> _What is being asked_:
Rewrite the part of the film series announcement between "Cinetopia Film Festival Celebrates" and "of cinematic voices.", inclusive, changing "Michigan Theater" to "Michigan Theatre".

> _Excerpt to read_:
====================

Cinetopia Film Festival Celebrates Glory Days of Independent Film

 02/24/2017 - 03:17

This spring, Cinetopia Film Festival and Ann Arbor’s Michigan Theater will celebrate the glory days of Art House cinemas with a new film series: CINEMA REVOLUTION: The Independent Films That Defined a Genre. The eleven film series captures the spirit of cinematic revolution—a revolution that disrupted the Hollywood Studio system, created contemporary foreign film culture and brought to light visionary American directors and new generations of cinematic voices.

The series kicks off on Monday, March 27  at 7:00 PM with Jean-Luc Godard’s French New Wave classic BREATHLESS. The series continues every Monday through May 29 with a journey through the major eras of independent cinema, from the Mid-Century Art House of Godard and Fellini through the box office successes of the “Indiewood” era of the ‘80s and ‘90s. Several of the films highlighted have a strong University of Michigan connection—the archives of Orson Welles, John Sayles, Robert Altman, and Ira Deutchman have all been donated to U-M’s Screen Arts Mavericks & Makers archive at the Hatcher Library.

A full curatorial statement and schedule follows:

CINEMA REVOLUTION: THE MID-CENTURY ART HOUSE

The Art House is the independent counterweight to the mainstream movie machine. Art Houses sprang to life in post-war America, giving space to new cinema voices from, for example, France (Jean-Luc Godard’s BREATHLESS), Italy (Federico Fellini’s SATYRICON) and American’s cinema underground (Robert Downey Sr.’s PUTNEY SWOPE):

  • Monday, March 27,  Breathless (1960, 7:00 PM
  • Monday, April 3,  Fellini Satyricon (1969),  7:00 PM
  • Monday, April 10,  Putney Swope    (1969) , 7:00 PM

CAMPUS CINEMA GLORY DAZE

Youthful Baby Boomers reveled in the campus cinema movement of the 1960s and 1970s. Campus film societies and clubs provided an entry point for conversations about injustice and revolution, while introducing a new audience to some of the most iconic filmmakers of all time: Hollywood mavericks from years past (Orson Welles’s CITIZEN KANE); the French New Wave filmmakers who worshipped them (Francois Truffaut’s DAY FOR NIGHT); American Independent film icons (John Cassavetes’s A WOMAN UNDER THE INFLUENCE); and a female filmmaker who won an Oscar for a politically charged documentary (Barbara Kopple’s HARLAN COUNTY, USA):

 

  • Monday, April 17, Citizen Kane (1939), 4:00 PM
  • Day for Night (1973), 7:00 PM
  • Monday, April 24, A Woman Under The Influence (1974), 7:00 PM
  • Monday, May 1, Harlan County, USA (1976), 7:00 PM

 

INDIEWOOD – ART HOUSE FILMS FIND A GROOVE

Our series concludes with shining examples of the golden era of Art House cinema. “Indiewood” was the moniker for this age—a period of award recognition and box office success that demonstrated the Art House had found a “groove” in the final decades of the 20th Century. The selections here represent the wide variety of films that have made their home in Art Houses: Fresh and funny takes on serious topics, like race and otherness (John Sayles’ film THE BROTHER FROM THE OTHER PLANET); iconic British period pieces which became monster hits (Merchant Ivory’s A ROOM WITH A VIEW, featuring an all-star cast including Maggie Smith, Judi Dench, Julian Sands, Daniel Day-Lewis and Helena Bonham Carter); and small, literary dramas featuring career-making turns by young actors (Gus Van Sant’s MY OWN PRIVATE IDAHO, which is loosely based on Shakespeare’s “Henry” plays and stars River Phoenix and Keanu Reeves). The series concludes with THE PLAYER, Robert Altman’s brilliant satirical comedy on the tottering Hollywood studio system.

====================

> _Recorded data_:
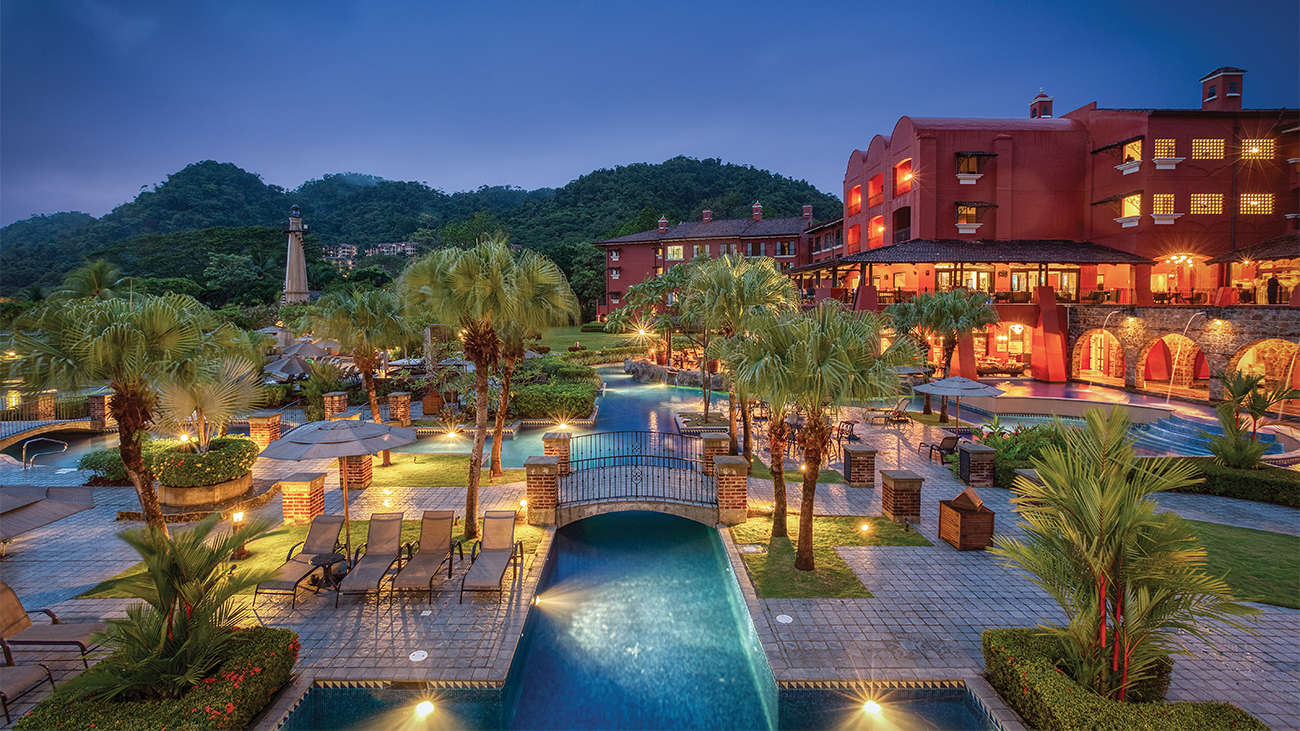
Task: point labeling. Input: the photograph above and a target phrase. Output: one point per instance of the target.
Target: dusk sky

====================

> _Answer to this task_:
Cinetopia Film Festival Celebrates Glory Days of Independent Film

 02/24/2017 - 03:17

This spring, Cinetopia Film Festival and Ann Arbor’s Michigan Theatre will celebrate the glory days of Art House cinemas with a new film series: CINEMA REVOLUTION: The Independent Films That Defined a Genre. The eleven film series captures the spirit of cinematic revolution—a revolution that disrupted the Hollywood Studio system, created contemporary foreign film culture and brought to light visionary American directors and new generations of cinematic voices.